### Directions
Give the data again exactly, stopping after the "12, row 369." line.

(Referring expression pointing data)
------------------------------------------------------------

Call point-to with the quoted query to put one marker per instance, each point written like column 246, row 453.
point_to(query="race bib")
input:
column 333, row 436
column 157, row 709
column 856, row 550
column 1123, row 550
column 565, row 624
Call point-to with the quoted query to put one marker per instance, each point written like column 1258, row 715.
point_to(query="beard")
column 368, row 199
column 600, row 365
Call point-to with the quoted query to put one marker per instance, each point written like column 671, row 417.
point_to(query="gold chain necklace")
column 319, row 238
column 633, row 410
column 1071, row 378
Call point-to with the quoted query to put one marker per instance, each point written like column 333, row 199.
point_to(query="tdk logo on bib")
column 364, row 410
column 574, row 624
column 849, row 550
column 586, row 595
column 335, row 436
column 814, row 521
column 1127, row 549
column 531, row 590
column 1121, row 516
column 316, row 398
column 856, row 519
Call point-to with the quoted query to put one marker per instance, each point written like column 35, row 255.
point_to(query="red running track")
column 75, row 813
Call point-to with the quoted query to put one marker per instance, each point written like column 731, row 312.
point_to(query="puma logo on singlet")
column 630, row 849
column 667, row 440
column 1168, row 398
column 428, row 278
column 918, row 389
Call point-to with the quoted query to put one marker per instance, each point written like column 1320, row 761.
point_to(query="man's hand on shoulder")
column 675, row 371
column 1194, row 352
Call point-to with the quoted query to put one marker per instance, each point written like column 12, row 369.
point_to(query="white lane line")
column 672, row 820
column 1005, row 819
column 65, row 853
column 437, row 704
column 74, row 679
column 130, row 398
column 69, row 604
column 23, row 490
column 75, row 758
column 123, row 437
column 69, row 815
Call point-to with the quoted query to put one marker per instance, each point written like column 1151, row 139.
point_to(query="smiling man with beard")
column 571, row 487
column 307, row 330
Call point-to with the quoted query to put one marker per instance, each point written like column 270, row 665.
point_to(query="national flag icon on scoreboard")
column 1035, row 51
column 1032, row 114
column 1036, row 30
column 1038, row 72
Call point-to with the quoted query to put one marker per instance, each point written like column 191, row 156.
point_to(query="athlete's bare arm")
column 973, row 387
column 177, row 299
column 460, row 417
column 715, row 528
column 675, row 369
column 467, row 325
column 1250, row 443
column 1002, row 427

------------------------------------------------------------

### Response
Call point-to with the quoted query to put one marker per instance, each point written like column 246, row 453.
point_to(query="race bib")
input:
column 333, row 436
column 157, row 709
column 856, row 550
column 1123, row 550
column 565, row 624
Call point-to with the quoted query to put one marker per instance, each point written like column 1258, row 715.
point_to(query="beard")
column 368, row 199
column 600, row 365
Call point-to with the quoted query to put one marker per instance, each point written like column 671, row 417.
point_to(query="gold chain necklace")
column 319, row 238
column 633, row 410
column 1071, row 378
Call point-to with the quoted query to put one marker per instance, each point written like column 333, row 199.
point_to(query="tdk logo on bib")
column 364, row 410
column 574, row 624
column 849, row 550
column 586, row 595
column 335, row 436
column 814, row 521
column 1127, row 549
column 531, row 590
column 1121, row 516
column 316, row 398
column 856, row 519
Call point-to with the quoted query to put one marker per instance, each point written like column 35, row 255.
point_to(query="red running track")
column 75, row 813
Call point-to with the quoted query to put one marker per instance, each point written like column 731, row 312.
point_to(query="puma logo on singlet")
column 630, row 849
column 667, row 440
column 1168, row 398
column 428, row 278
column 918, row 389
Call point-to with the quoted query to put one marker per instance, each point written like column 1320, row 761.
point_to(query="man's hand on shoulder")
column 675, row 371
column 1194, row 352
Call point-to with the quoted query to put one marker per instance, each point written like column 12, row 369.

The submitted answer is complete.